## START Listing

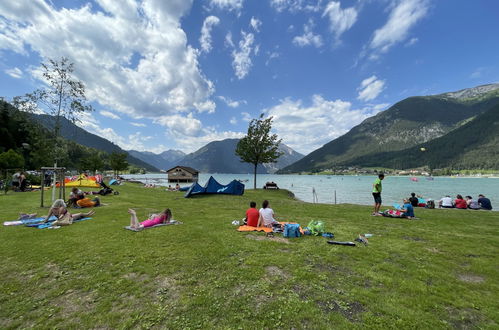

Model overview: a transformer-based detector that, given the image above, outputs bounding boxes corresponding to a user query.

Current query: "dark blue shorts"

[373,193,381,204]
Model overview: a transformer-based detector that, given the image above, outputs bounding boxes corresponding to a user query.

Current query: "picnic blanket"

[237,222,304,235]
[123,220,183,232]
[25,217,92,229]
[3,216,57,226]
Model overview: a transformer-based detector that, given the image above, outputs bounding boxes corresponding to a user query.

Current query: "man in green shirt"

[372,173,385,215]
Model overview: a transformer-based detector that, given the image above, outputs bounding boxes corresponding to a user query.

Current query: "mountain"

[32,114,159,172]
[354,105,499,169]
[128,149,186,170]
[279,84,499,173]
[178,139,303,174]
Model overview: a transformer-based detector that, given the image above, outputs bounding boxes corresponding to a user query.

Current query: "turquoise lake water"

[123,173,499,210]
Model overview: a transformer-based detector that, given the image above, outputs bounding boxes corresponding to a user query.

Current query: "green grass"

## END Listing
## START Listing

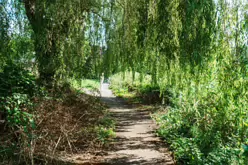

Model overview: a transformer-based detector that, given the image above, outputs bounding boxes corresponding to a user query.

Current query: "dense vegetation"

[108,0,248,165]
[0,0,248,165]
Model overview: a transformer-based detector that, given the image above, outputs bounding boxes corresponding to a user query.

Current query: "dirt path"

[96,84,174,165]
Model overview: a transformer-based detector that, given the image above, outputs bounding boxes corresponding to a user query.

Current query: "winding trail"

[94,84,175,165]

## END Listing

## Given request
Pull out every line in the records that contains the word "green", with case taken into account.

## The reply
Current query: "man in green shirt"
Current query: "green grass"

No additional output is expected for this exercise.